## Your task
Write out every one of the entries below line for line, changing nothing.

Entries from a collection

+--

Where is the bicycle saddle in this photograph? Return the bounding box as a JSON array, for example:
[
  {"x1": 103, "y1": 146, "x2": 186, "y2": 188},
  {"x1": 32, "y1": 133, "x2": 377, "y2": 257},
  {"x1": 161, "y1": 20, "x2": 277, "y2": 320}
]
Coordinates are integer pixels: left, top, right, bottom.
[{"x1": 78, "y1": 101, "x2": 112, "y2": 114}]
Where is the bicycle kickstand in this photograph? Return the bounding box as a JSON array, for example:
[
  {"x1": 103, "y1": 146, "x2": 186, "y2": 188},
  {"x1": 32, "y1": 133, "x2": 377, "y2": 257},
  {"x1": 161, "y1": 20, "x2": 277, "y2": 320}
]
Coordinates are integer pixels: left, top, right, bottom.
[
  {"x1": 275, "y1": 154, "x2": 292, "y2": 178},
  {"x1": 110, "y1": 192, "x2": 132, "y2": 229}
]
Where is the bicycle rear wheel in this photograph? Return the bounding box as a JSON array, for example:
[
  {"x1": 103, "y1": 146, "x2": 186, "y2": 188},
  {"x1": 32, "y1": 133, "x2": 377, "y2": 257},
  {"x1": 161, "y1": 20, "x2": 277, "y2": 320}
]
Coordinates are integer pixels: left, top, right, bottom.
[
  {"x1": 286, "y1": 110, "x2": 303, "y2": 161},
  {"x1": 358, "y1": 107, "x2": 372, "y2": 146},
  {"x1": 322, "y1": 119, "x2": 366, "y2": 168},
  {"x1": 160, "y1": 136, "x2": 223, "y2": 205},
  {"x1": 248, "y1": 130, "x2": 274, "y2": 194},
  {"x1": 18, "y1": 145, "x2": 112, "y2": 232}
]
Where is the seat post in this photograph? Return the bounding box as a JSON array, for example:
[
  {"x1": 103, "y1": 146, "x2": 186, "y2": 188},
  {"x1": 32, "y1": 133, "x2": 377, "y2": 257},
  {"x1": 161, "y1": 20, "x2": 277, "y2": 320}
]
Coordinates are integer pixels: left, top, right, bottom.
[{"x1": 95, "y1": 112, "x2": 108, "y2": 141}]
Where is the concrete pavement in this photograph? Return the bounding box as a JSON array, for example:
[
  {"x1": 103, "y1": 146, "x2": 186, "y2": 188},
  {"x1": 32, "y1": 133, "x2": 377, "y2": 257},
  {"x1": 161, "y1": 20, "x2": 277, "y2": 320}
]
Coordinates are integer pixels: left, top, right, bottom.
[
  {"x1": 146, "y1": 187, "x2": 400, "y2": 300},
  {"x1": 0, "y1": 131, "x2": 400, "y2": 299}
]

+--

## Task answer
Where is the bicycle saddle in this photograph? Return the bounding box as a JSON array, for example:
[
  {"x1": 103, "y1": 146, "x2": 186, "y2": 188},
  {"x1": 32, "y1": 133, "x2": 377, "y2": 257},
  {"x1": 161, "y1": 20, "x2": 277, "y2": 320}
]
Coordinates are integer pixels: left, top, right, bottom.
[{"x1": 78, "y1": 101, "x2": 112, "y2": 114}]
Where is the bicycle kickstand in this photograph? Return the bounding box as a JSON array, for example:
[
  {"x1": 103, "y1": 146, "x2": 186, "y2": 188},
  {"x1": 32, "y1": 133, "x2": 377, "y2": 257},
  {"x1": 161, "y1": 20, "x2": 277, "y2": 320}
]
Coordinates are integer pixels: left, top, right, bottom.
[
  {"x1": 275, "y1": 154, "x2": 292, "y2": 178},
  {"x1": 110, "y1": 192, "x2": 132, "y2": 229}
]
Where is the bicycle rear wheel in this photograph? Return the bounding box as a JSON array, for example:
[
  {"x1": 103, "y1": 146, "x2": 186, "y2": 188},
  {"x1": 32, "y1": 133, "x2": 377, "y2": 257},
  {"x1": 161, "y1": 20, "x2": 277, "y2": 320}
]
Coordinates are integer pixels: left, top, right, bottom.
[
  {"x1": 286, "y1": 110, "x2": 303, "y2": 161},
  {"x1": 358, "y1": 107, "x2": 372, "y2": 146},
  {"x1": 322, "y1": 119, "x2": 366, "y2": 168},
  {"x1": 160, "y1": 136, "x2": 223, "y2": 205},
  {"x1": 248, "y1": 130, "x2": 274, "y2": 194},
  {"x1": 18, "y1": 145, "x2": 112, "y2": 232}
]
Where is the seat post in this photograph? Return the bounding box as a JSON array, for example:
[
  {"x1": 103, "y1": 146, "x2": 186, "y2": 188},
  {"x1": 32, "y1": 133, "x2": 377, "y2": 257},
  {"x1": 161, "y1": 20, "x2": 277, "y2": 320}
]
Coordinates are integer pixels: left, top, right, bottom.
[{"x1": 95, "y1": 112, "x2": 108, "y2": 141}]
Where is the concrete pavement in this photograph? Return the bounding box as a JSON array, for example:
[
  {"x1": 103, "y1": 146, "x2": 186, "y2": 188},
  {"x1": 32, "y1": 133, "x2": 377, "y2": 257},
  {"x1": 161, "y1": 20, "x2": 277, "y2": 320}
]
Coordinates are integer pixels: left, top, right, bottom.
[
  {"x1": 146, "y1": 187, "x2": 400, "y2": 300},
  {"x1": 0, "y1": 131, "x2": 400, "y2": 299}
]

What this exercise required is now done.